SELECTED TEXT:
--------------------------------------------------

4.4.2. Qualitative Analysis
To evaluate the performance of different detection methods for infrared small target detection, green and orange boxes are used in the visualization results to represent correct detections and abnormal detections, respectively.
Because the red boxes obtained in different scenes are small and the confidence scores are not clearly visible, green boxes and orange boxes are used instead to indicate correct detections and false or abnormal detections.
The number of green boxes reflects the number of correctly detected targets, while the number of orange boxes represents the number of false or missed detections.
In addition, the number inside the green box indicates the detection confidence, and the number inside the orange box indicates the false detection confidence. Red boxes are used to enclose the target areas.
The visualization results are shown in
Figure 9,
Figure 10 and
Figure 11. The left side of each figure displays the ground-truth target boxes in eight typical scenes. These scenes include dark appearance, blurred background, complex architectural occlusion, cloudy scene, multi-target, bright clutter, high-contrast boundary, and high noise.
Figure 9 shows the ground-truth bounding boxes of targets in eight scenarios on the left and the detection results of YOLO series and REDETR-RISTD on the right.

--------------------------------------------------

DATA:

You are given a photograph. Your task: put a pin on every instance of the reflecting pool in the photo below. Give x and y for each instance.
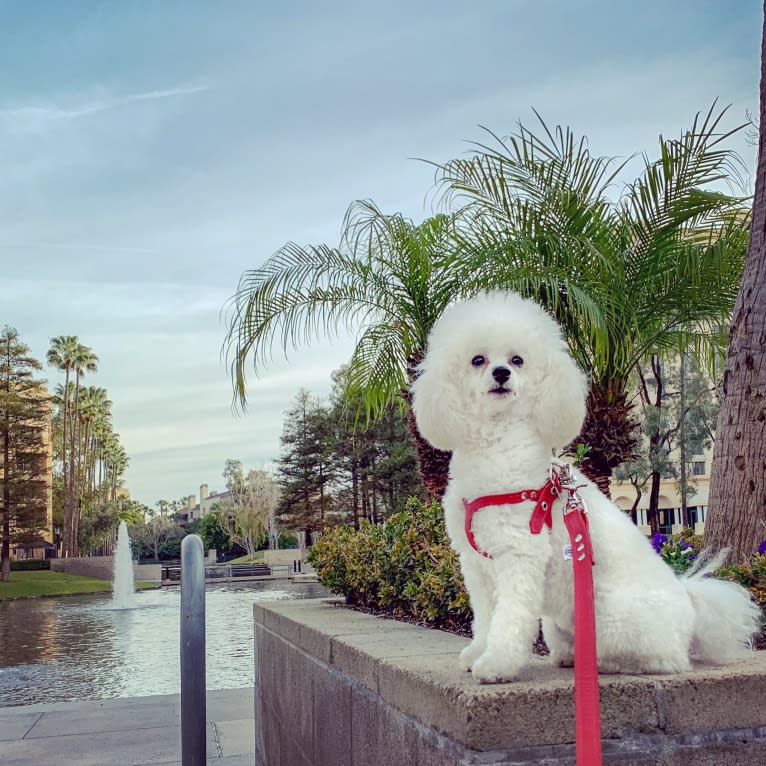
(80, 647)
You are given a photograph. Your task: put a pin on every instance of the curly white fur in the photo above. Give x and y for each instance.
(499, 389)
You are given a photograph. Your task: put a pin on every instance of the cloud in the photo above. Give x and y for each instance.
(39, 118)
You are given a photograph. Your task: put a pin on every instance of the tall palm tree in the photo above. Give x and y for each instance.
(655, 270)
(84, 360)
(388, 281)
(62, 354)
(737, 518)
(94, 414)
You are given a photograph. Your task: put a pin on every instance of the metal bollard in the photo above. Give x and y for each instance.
(193, 686)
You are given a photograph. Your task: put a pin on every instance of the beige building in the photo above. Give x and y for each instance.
(194, 510)
(669, 513)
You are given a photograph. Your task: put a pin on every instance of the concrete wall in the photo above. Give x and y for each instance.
(335, 687)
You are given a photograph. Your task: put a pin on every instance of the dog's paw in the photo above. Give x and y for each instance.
(562, 659)
(489, 669)
(470, 654)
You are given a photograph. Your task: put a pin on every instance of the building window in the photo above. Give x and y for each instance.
(665, 518)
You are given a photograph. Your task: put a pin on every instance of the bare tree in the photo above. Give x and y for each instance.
(249, 504)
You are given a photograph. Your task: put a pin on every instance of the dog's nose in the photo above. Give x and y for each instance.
(501, 374)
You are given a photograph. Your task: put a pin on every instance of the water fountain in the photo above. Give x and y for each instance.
(122, 573)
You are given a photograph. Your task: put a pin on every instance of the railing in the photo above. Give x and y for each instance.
(224, 572)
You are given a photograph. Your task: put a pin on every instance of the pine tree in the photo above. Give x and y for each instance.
(305, 474)
(23, 415)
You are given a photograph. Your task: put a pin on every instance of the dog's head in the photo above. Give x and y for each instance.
(494, 360)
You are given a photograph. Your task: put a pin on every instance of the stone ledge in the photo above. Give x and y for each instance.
(413, 671)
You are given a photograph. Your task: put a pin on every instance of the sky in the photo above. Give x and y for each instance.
(150, 153)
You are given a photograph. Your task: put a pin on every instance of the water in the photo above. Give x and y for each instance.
(80, 647)
(123, 587)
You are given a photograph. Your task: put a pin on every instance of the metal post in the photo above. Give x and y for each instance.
(193, 687)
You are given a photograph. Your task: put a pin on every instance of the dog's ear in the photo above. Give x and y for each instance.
(436, 406)
(560, 401)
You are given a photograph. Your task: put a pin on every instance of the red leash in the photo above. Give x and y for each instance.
(587, 706)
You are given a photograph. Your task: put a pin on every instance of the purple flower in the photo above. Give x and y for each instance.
(658, 540)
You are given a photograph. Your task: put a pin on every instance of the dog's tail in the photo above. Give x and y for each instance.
(725, 615)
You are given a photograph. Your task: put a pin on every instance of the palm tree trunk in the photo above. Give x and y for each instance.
(608, 431)
(65, 538)
(433, 464)
(5, 555)
(74, 490)
(737, 510)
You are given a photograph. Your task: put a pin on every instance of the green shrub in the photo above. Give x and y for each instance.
(29, 565)
(404, 567)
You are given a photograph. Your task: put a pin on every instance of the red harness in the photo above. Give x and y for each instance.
(587, 709)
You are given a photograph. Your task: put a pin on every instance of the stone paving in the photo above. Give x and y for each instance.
(134, 731)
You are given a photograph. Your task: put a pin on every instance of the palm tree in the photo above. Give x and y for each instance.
(61, 354)
(94, 417)
(653, 271)
(737, 518)
(388, 281)
(84, 360)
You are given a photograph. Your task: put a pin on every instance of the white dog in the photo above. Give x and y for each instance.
(499, 389)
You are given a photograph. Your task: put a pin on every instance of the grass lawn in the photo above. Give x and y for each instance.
(46, 583)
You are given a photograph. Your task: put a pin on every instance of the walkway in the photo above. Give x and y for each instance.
(134, 731)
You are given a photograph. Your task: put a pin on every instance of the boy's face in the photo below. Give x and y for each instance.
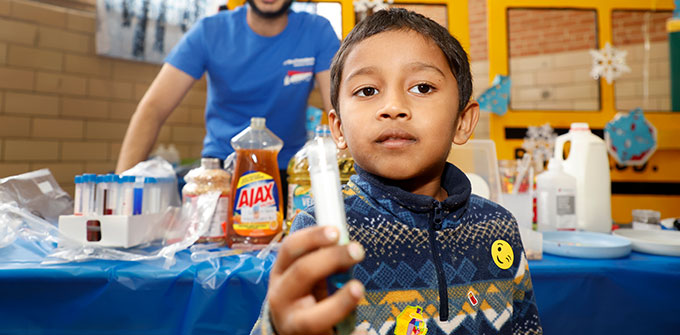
(398, 102)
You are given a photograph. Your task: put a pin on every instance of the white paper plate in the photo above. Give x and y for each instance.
(581, 244)
(658, 242)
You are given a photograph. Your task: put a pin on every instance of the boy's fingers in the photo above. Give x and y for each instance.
(302, 242)
(330, 311)
(303, 274)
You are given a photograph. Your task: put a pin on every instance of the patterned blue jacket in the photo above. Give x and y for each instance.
(459, 264)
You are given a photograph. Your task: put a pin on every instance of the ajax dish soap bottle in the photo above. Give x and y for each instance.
(255, 213)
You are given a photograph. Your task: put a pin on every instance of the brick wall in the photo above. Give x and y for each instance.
(65, 108)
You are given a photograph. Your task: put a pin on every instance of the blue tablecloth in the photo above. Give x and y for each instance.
(638, 294)
(114, 297)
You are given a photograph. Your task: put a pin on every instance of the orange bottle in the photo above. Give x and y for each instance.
(256, 213)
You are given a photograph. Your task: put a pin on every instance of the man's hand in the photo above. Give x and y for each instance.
(297, 298)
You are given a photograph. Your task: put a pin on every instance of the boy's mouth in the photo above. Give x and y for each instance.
(395, 138)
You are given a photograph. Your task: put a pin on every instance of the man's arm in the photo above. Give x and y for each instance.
(323, 78)
(165, 93)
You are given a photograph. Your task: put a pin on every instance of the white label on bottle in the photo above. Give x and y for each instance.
(566, 204)
(565, 208)
(258, 214)
(215, 229)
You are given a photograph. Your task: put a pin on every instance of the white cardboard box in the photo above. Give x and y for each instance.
(112, 230)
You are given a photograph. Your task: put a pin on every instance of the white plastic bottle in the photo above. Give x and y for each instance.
(556, 199)
(588, 162)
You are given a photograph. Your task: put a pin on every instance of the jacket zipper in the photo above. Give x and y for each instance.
(436, 225)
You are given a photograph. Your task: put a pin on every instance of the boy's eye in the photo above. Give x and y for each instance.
(422, 88)
(366, 92)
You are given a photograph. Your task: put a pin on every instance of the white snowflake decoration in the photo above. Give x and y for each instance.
(540, 142)
(609, 63)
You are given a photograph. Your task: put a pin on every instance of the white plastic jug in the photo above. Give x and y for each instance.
(589, 164)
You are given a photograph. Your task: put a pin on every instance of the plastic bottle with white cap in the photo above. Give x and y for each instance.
(588, 162)
(556, 199)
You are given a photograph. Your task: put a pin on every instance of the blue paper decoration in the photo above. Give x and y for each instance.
(630, 138)
(496, 98)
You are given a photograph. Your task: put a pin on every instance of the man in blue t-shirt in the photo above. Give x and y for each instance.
(261, 60)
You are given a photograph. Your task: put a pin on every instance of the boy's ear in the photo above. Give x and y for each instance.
(335, 124)
(467, 121)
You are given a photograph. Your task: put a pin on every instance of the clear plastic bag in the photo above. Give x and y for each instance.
(31, 204)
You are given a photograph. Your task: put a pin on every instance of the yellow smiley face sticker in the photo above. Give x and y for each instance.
(502, 254)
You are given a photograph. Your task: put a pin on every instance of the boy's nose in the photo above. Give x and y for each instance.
(395, 108)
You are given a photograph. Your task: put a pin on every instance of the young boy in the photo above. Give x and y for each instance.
(435, 258)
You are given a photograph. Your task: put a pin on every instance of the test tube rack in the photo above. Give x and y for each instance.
(112, 230)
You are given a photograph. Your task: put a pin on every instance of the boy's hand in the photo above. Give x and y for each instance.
(297, 299)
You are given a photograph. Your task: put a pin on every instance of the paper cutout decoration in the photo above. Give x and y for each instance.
(496, 98)
(411, 322)
(630, 138)
(540, 142)
(609, 63)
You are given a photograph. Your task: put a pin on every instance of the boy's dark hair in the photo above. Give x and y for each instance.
(402, 19)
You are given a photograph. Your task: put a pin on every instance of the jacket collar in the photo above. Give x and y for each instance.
(454, 181)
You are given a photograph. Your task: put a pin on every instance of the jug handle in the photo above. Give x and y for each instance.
(559, 146)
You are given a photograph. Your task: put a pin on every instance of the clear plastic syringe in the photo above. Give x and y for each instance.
(329, 209)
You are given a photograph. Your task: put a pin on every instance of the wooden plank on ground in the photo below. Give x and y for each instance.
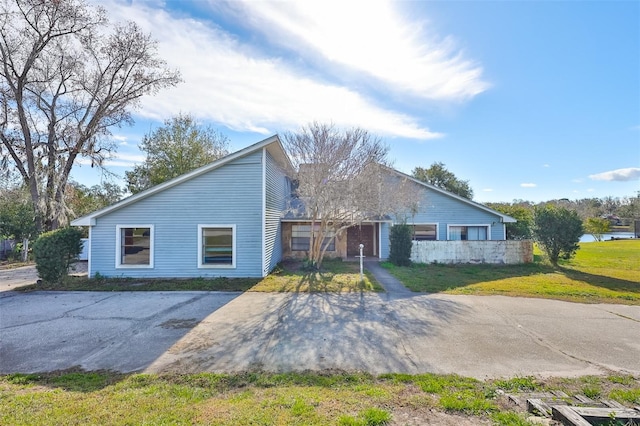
(612, 404)
(535, 405)
(585, 399)
(567, 416)
(606, 413)
(560, 394)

--------------------------------------------------

GIVEN PROBLEM 1: Reproduce the qualitative analysis section from "4.4.2. Qualitative Analysis" to "the target areas.".
GIVEN PROBLEM 2: Name every typical scene that the qualitative analysis section lists.

EXERCISE ANSWER 1:
4.4.2. Qualitative Analysis
To evaluate the performance of different detection methods for infrared small target detection, green and orange boxes are used in the visualization results to represent correct detections and abnormal detections, respectively.
Because the red boxes obtained in different scenes are small and the confidence scores are not clearly visible, green boxes and orange boxes are used instead to indicate correct detections and false or abnormal detections.
The number of green boxes reflects the number of correctly detected targets, while the number of orange boxes represents the number of false or missed detections.
In addition, the number inside the green box indicates the detection confidence, and the number inside the orange box indicates the false detection confidence. Red boxes are used to enclose the target areas.

EXERCISE ANSWER 2:
- dark appearance
- blurred background
- complex architectural occlusion
- cloudy scene
- multi-target
- bright clutter
- high-contrast boundary
- high noise